__PROBLEM TO SOLVE__
Locate each line in the data below that contains the string "tail" and copy those lines out in full. Case counts.

__EXERCISE MATERIAL__
########

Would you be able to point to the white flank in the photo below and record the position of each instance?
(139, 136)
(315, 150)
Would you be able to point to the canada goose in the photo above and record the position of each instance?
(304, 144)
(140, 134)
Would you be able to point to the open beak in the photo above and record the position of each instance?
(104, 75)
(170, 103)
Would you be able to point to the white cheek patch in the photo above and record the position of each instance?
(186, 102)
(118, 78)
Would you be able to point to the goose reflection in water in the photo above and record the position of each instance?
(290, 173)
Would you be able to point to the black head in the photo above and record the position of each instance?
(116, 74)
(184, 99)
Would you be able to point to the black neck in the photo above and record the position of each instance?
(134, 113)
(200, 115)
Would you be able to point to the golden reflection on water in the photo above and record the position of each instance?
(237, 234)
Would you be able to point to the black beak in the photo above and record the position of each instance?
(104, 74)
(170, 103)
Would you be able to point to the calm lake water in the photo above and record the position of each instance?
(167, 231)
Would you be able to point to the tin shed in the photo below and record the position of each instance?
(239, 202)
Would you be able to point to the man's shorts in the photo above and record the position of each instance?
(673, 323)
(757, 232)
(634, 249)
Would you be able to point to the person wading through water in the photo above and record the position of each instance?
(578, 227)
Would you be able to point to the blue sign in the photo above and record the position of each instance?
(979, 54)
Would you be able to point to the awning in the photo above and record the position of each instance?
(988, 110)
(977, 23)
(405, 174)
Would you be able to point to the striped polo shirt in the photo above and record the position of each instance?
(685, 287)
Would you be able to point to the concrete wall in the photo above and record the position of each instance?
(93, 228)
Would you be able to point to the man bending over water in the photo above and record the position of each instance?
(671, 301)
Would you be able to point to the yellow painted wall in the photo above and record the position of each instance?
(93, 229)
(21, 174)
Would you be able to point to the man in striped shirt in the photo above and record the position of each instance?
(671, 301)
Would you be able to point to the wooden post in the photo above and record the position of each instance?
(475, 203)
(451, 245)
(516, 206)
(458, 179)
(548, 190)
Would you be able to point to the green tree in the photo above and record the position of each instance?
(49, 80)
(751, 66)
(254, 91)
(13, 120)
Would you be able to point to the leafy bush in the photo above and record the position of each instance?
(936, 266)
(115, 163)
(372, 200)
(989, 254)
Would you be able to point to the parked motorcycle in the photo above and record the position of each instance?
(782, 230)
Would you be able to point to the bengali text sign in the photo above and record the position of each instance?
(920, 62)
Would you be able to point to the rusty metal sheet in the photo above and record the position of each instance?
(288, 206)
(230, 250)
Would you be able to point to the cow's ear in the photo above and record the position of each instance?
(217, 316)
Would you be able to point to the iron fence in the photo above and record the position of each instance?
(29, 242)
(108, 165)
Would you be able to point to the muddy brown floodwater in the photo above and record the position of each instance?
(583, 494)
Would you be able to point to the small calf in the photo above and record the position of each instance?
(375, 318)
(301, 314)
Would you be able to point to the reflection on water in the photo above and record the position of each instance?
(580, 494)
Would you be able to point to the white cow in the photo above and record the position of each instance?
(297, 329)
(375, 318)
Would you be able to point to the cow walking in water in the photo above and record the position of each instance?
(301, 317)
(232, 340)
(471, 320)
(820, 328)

########

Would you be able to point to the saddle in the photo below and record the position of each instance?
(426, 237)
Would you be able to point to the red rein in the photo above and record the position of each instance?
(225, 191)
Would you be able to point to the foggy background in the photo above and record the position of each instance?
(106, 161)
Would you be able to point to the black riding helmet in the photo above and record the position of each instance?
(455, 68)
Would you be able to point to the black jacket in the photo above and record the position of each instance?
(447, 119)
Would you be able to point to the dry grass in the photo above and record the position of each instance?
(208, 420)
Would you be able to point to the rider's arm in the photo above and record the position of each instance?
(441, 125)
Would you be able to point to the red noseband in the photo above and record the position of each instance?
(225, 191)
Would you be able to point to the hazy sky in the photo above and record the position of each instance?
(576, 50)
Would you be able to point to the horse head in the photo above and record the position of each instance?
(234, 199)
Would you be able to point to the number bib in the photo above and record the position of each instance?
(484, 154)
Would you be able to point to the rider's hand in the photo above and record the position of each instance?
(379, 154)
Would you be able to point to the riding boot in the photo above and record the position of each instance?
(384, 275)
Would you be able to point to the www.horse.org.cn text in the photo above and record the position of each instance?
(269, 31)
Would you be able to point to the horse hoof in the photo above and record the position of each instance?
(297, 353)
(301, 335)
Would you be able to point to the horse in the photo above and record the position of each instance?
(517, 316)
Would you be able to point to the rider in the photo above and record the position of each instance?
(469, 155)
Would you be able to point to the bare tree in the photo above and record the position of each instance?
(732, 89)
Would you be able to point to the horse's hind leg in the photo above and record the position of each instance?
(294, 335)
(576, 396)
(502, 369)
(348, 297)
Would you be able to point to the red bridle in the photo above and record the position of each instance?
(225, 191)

########

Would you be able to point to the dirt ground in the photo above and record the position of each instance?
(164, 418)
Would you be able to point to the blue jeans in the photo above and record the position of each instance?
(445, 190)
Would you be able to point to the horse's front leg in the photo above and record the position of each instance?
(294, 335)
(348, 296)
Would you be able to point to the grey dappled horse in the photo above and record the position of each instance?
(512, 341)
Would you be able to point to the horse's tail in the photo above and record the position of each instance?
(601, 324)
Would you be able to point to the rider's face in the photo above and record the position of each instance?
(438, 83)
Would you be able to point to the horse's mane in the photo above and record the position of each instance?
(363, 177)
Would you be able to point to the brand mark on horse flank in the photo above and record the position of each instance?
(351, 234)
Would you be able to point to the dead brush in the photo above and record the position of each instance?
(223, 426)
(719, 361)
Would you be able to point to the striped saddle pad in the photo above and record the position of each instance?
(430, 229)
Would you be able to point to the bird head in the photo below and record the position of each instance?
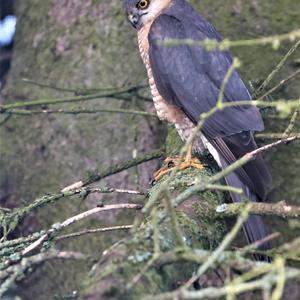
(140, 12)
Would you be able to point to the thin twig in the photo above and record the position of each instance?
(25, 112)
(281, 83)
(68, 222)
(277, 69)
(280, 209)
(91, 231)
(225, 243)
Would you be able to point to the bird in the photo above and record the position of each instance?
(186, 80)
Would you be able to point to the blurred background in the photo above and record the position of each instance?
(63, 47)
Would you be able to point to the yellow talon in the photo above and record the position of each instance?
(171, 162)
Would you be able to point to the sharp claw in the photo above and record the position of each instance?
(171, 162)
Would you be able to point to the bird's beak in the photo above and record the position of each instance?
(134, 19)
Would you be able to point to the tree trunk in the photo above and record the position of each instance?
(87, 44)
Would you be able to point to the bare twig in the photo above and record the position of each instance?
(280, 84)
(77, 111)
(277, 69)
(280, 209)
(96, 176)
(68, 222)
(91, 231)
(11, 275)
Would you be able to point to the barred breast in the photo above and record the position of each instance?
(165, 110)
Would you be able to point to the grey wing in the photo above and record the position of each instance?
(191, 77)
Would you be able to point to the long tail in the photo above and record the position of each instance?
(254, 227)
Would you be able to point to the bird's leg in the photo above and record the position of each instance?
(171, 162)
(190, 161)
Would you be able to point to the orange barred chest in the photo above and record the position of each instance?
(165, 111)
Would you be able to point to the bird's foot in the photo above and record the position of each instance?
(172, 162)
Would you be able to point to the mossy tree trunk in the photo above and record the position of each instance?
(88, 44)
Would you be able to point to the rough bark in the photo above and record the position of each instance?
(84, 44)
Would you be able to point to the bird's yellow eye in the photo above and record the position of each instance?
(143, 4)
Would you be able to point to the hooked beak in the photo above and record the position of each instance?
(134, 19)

########

__FINISHED EXERCISE__
Would you be able to point to the horse's tail in the photo above and record the position of each instance?
Would you be able to point to the long tail in the photo above and record the position of each instance?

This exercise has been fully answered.